Named-object pointing records.

────────

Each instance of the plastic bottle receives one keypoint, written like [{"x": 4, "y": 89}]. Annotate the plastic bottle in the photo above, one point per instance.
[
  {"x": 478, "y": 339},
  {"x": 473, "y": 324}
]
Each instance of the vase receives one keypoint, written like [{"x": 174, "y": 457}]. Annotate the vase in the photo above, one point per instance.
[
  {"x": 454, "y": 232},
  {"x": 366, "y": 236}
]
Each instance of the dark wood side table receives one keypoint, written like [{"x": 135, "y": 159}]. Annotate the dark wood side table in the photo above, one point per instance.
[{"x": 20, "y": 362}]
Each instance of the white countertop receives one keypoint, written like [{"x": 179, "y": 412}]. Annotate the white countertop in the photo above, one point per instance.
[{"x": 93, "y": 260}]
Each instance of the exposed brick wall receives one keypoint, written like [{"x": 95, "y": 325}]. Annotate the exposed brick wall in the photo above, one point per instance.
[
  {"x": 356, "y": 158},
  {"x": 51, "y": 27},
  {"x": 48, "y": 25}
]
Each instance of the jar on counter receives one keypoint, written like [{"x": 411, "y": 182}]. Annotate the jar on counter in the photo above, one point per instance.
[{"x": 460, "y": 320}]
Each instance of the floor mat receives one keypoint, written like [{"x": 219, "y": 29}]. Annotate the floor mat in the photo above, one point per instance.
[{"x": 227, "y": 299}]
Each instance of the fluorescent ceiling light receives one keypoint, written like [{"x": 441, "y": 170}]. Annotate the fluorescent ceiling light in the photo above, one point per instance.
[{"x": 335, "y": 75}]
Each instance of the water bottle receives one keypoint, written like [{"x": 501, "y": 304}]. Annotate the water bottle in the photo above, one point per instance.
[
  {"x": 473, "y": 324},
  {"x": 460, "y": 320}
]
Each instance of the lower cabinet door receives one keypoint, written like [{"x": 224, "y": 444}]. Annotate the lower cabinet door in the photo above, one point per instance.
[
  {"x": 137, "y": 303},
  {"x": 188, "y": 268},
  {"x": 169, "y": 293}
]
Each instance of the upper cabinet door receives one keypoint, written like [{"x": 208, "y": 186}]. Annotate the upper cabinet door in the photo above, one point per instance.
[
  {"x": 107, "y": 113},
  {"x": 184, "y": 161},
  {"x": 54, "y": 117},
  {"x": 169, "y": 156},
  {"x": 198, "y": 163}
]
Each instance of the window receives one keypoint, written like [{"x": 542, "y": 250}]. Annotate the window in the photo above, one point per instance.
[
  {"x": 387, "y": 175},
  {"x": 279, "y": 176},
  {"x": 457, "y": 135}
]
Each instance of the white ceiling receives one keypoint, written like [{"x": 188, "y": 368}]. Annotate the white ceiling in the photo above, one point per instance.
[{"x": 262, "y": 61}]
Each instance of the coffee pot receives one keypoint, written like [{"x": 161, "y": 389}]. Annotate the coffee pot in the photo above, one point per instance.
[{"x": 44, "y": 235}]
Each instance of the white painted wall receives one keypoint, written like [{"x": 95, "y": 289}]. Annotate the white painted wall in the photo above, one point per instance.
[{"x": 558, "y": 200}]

────────

REQUEST. Restate each record word for word.

CORRECT OUTPUT.
Each instance of the plastic bottle receives one keypoint, written like [{"x": 4, "y": 89}]. Annotate the plastic bottle in the photo above, one point per instance.
[
  {"x": 478, "y": 339},
  {"x": 473, "y": 324}
]
Each instance of the vase receives one keypoint, written like [{"x": 174, "y": 457}]. Annotate the vase in the photo above, one point per instance.
[
  {"x": 454, "y": 232},
  {"x": 366, "y": 236}
]
Each instance of the dark wood side table receives one keypoint, written like [{"x": 135, "y": 159}]. Annotate the dark wood side table in the photo above, one point per instance.
[{"x": 20, "y": 362}]
Each instance of the white countertop receives one keypoint, written like [{"x": 179, "y": 412}]. Annotate the white countertop in the photo above, one point per instance.
[{"x": 93, "y": 260}]
Each instance of the exposed brick wall receives one keypoint, written like [{"x": 95, "y": 325}]. Annotate the exposed brick wall in the photo above, one point per instance.
[
  {"x": 356, "y": 158},
  {"x": 51, "y": 27},
  {"x": 48, "y": 25}
]
Each instance of the jar on counter receives one keypoint, written like [{"x": 411, "y": 182}]. Annotate the jar on counter in the photo above, one point per instance.
[{"x": 460, "y": 320}]
Each instance of the floor mat receives one keypoint, written like [{"x": 219, "y": 29}]. Annotate the floor mat in the photo above, one point per instance.
[{"x": 227, "y": 299}]
Each instance of the fluorescent ceiling light receives one keypoint, written like [{"x": 441, "y": 170}]. Annotate the fluorescent ceiling light in the photo above, one point per instance.
[{"x": 335, "y": 75}]
Each instance of the water bottle receives one keypoint, written like [{"x": 501, "y": 304}]. Annotate the water bottle in the photo above, one point per instance.
[
  {"x": 473, "y": 324},
  {"x": 460, "y": 320}
]
Each instance of the lower cabinet door receives one keypoint, written like [{"x": 224, "y": 444}]. Annotate the lower cabinet door in the photo above, one point per instance.
[
  {"x": 137, "y": 303},
  {"x": 188, "y": 268},
  {"x": 169, "y": 293}
]
Each instance of the upper cabinet door receives one keypoint, written like [{"x": 208, "y": 186}]. Annotate the upper cabinet door in the photo above, one point per instance.
[
  {"x": 107, "y": 113},
  {"x": 184, "y": 161},
  {"x": 54, "y": 117},
  {"x": 169, "y": 156},
  {"x": 198, "y": 163}
]
Each instance of the window receives one keypoint, written like [{"x": 542, "y": 250}]. Annotate the window in the photo above, one point per instance.
[
  {"x": 387, "y": 175},
  {"x": 279, "y": 176},
  {"x": 457, "y": 135}
]
Each instance of the white ceiling receives one keypoint, written like [{"x": 188, "y": 368}]. Annotate the white ceiling in the photo above, one point per instance.
[{"x": 262, "y": 61}]
Each instance of the coffee pot receives one keypoint, written like [{"x": 161, "y": 389}]. Annotate the coffee pot in the photo above, one point per instance.
[{"x": 44, "y": 235}]
Each instance of the white painted wall receives one keypoint, written like [{"x": 95, "y": 289}]. Annotate the white painted wall in the photo above, one point per instance.
[{"x": 558, "y": 200}]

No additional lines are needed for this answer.